▶ **Job 1**:
Name every kind of fish that the forum thread below mentions as kept in, or considered for, the tank under discussion.

# Geophagus altifrons



## CrypticLifeStyle (Dec 14, 2009)

Anyone own or have owned Geophagus altifrons? Looking for opinions on how they are to take care of & any concerns about them? They'd be housed with 3->5 "Orange Heads/Red Heads" in a 180 gallon...

Also anyone own "Orange Heads/Red Heads" & have dither fish with them? I've got this one male that has seemed to make a sport of killing off any tetra's or diano's that get put in the tank...He goes after them from the bottom of the tank straight up like a great white shark :lol: Looking for some small dither opinions & pref South American as well...


----------



## peathenster (Oct 7, 2008)

Very similar in terms of care, but altifrons do need a bigger tank as they get bigger than Orange Heads. 180g sounds good for a small group of adult altifrons.

I have them in the same tank and they get along fine.

I don't know if you actually need any dithers for them though....


----------



## CrypticLifeStyle (Dec 14, 2009)

peathenster said:


> Very similar in terms of care, but altifrons do need a bigger tank as they get bigger than Orange Heads. 180g sounds good for a small group of adult altifrons.
> 
> I have them in the same tank and they get along fine.
> 
> I don't know if you actually need any dithers for them though....


Are they as nice looking as they seem in pics? I wanted another Geo species to go with my Orange Heads that looked similar but were also different & blended in well...Altifrons seem to fit that criteria...Do yours breed much?

▶ **Job 2**:
Pull out each line of the records that contains the word "frame".

[Detection examples]
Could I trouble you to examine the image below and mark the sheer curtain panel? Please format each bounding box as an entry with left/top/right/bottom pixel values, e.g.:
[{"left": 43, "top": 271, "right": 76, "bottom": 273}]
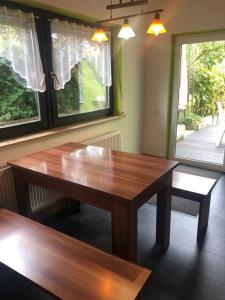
[
  {"left": 0, "top": 6, "right": 46, "bottom": 92},
  {"left": 51, "top": 19, "right": 112, "bottom": 90}
]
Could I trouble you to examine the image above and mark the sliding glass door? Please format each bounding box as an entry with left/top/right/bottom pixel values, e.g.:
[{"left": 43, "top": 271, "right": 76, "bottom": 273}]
[{"left": 170, "top": 31, "right": 225, "bottom": 170}]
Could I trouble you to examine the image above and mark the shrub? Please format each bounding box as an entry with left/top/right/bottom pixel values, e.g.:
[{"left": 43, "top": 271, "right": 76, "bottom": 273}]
[{"left": 178, "top": 111, "right": 202, "bottom": 126}]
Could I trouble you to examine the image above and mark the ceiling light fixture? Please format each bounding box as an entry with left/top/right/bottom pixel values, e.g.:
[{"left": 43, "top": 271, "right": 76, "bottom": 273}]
[
  {"left": 147, "top": 13, "right": 166, "bottom": 36},
  {"left": 92, "top": 28, "right": 108, "bottom": 43},
  {"left": 118, "top": 18, "right": 135, "bottom": 40},
  {"left": 92, "top": 0, "right": 166, "bottom": 42}
]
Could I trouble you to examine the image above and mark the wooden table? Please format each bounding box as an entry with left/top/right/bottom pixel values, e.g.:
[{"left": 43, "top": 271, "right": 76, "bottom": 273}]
[
  {"left": 0, "top": 209, "right": 151, "bottom": 300},
  {"left": 9, "top": 143, "right": 178, "bottom": 262}
]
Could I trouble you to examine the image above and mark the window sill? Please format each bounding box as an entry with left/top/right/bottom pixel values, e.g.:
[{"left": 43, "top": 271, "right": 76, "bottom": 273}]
[{"left": 0, "top": 115, "right": 124, "bottom": 149}]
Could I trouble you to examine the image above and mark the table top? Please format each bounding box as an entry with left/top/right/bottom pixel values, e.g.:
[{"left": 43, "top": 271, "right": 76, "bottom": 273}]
[
  {"left": 0, "top": 209, "right": 151, "bottom": 300},
  {"left": 9, "top": 143, "right": 178, "bottom": 200}
]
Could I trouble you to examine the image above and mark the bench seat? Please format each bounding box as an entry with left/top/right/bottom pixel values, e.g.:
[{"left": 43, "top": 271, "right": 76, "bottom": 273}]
[
  {"left": 0, "top": 209, "right": 151, "bottom": 300},
  {"left": 172, "top": 171, "right": 216, "bottom": 241}
]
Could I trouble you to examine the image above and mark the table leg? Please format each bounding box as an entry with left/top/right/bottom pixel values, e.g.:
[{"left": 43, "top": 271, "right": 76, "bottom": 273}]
[
  {"left": 156, "top": 172, "right": 172, "bottom": 251},
  {"left": 197, "top": 193, "right": 211, "bottom": 242},
  {"left": 12, "top": 168, "right": 32, "bottom": 218},
  {"left": 65, "top": 197, "right": 80, "bottom": 216},
  {"left": 112, "top": 203, "right": 137, "bottom": 262}
]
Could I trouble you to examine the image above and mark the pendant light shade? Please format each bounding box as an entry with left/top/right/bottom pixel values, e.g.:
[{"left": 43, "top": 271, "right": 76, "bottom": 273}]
[
  {"left": 147, "top": 13, "right": 166, "bottom": 35},
  {"left": 118, "top": 18, "right": 135, "bottom": 40},
  {"left": 92, "top": 28, "right": 108, "bottom": 43}
]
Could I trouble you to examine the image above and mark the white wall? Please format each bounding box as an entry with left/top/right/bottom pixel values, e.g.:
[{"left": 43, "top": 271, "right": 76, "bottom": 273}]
[
  {"left": 143, "top": 0, "right": 225, "bottom": 156},
  {"left": 0, "top": 0, "right": 143, "bottom": 166}
]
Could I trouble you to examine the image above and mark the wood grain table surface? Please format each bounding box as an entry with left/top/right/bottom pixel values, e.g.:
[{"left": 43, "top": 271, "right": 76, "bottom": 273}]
[
  {"left": 9, "top": 143, "right": 178, "bottom": 261},
  {"left": 0, "top": 209, "right": 151, "bottom": 300}
]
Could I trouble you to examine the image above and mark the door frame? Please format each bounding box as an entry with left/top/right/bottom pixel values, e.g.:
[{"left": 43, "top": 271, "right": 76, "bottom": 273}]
[{"left": 168, "top": 30, "right": 225, "bottom": 171}]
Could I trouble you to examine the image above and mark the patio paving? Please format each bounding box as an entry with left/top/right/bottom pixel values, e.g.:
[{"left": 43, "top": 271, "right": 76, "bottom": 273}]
[{"left": 176, "top": 126, "right": 225, "bottom": 165}]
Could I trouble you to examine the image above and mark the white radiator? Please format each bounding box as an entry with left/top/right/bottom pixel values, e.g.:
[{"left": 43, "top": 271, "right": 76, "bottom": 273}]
[
  {"left": 0, "top": 131, "right": 121, "bottom": 212},
  {"left": 0, "top": 167, "right": 60, "bottom": 212},
  {"left": 81, "top": 130, "right": 121, "bottom": 150}
]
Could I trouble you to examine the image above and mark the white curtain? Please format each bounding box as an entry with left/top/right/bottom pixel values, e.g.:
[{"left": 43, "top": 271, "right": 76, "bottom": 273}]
[
  {"left": 0, "top": 6, "right": 46, "bottom": 92},
  {"left": 51, "top": 19, "right": 112, "bottom": 90}
]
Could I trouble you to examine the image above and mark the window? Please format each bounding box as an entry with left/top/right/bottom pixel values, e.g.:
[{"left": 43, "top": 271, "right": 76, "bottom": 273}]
[{"left": 0, "top": 2, "right": 112, "bottom": 139}]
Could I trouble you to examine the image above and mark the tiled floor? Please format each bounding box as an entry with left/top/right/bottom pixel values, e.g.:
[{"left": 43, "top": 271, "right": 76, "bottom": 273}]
[
  {"left": 0, "top": 175, "right": 225, "bottom": 300},
  {"left": 175, "top": 126, "right": 225, "bottom": 165}
]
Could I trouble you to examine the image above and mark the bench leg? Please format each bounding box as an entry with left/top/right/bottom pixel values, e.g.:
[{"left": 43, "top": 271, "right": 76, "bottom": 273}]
[{"left": 197, "top": 193, "right": 211, "bottom": 242}]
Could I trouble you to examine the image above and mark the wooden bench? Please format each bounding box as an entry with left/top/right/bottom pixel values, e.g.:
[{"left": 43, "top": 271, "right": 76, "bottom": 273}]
[
  {"left": 172, "top": 172, "right": 216, "bottom": 241},
  {"left": 0, "top": 209, "right": 151, "bottom": 300}
]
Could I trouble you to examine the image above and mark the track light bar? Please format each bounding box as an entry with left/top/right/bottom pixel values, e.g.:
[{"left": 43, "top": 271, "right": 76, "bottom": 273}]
[
  {"left": 96, "top": 9, "right": 163, "bottom": 24},
  {"left": 106, "top": 0, "right": 148, "bottom": 10}
]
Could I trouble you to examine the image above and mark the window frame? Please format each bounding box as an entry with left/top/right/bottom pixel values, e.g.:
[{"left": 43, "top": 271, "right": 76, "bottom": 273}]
[{"left": 0, "top": 0, "right": 114, "bottom": 140}]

▶ **Reply 1**:
Geophagus altifrons, Orange Heads/Red Heads, tetra's, diano's

▶ **Reply 2**:
Could I trouble you to examine the image above and mark the door frame? Please format each bounding box as an entry with left/top/right/bottom pixel values, e.g.:
Could I trouble you to examine the image above and mark the window frame? Please format each bounding box as an entry with left/top/right/bottom pixel values, e.g.:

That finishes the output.